■ **READING TEXT**
──────────
Seminal plasma adipokine levels are correlated with functional characteristics of spermatozoa
Obesity has an impact on semen quality, and adipokines appear to influence semen parameters potentially in conjunction with body mass index.
Stephanie Thomas, Dorothea Kratzsch, Michael Schaab, Markus Scholz, Ph.D., Sonja Grunewald, M.D., Joachim Thiery, M.D., Uwe Paasch, M.D., Juergen Kratzsch, Ph.D.
Volume 99, Issue 5, Pages 1256-1263.e3, April 2013
To study the effect of adipokines as a potential link between obesity and male subfertility.
For the cross-sectional study the subjects were stratified into subgroups according to their BMI as normal-weight (18.50-24.99 kg/m2), overweight (25-29.99 kg/m2) and obese (> 30 kg/m238 ).
Leipzig, Germany from 2007 to 2011.
──────────
■ **REQUIRED ACTION**
Pick up the adipokine study abstract after its last sentence and continue it. The lines that follow have no connection to the adipokine study abstract.

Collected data
──────────
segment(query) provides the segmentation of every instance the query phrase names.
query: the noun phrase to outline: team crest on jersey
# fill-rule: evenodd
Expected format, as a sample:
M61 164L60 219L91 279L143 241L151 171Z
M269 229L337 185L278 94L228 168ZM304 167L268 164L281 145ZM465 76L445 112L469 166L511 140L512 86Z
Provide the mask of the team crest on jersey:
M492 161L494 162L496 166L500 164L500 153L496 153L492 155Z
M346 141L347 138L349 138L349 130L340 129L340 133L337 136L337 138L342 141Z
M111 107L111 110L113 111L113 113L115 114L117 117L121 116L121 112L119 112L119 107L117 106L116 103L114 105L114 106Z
──────────
■ **OUTPUT OF THE TASK**
96 voluntary donors were enrolled for this study. Only individuals without spermatogenesis associated diseases were included.
Main Outcome Measure(s):
Semen parameters, reproductive hormones in serum as well as leptin, adiponectin, resistin, chemerin, progranulin, vaspin and visfatin concentrations in serum and seminal plasma were determined.
All measured adipokines were detectable in human seminal plasma. Levels of progranulin, visfatin and vaspin were significantly higher in seminal plasma than in serum. Increase of body weight was associated with decreased levels of seminal plasma progranulin. Additionally, overweight/obese men had significantly lower progranulin levels in seminal plasma than normal-weight men. Adiponectin and progranulin concentrations in seminal plasma correlated significantly positive with sperm concentration, sperm count and total normomorph spermatozoa.
Adipokines are differently regulated in human male reproductive tract compared to peripheral blood and could influence sperm functionality.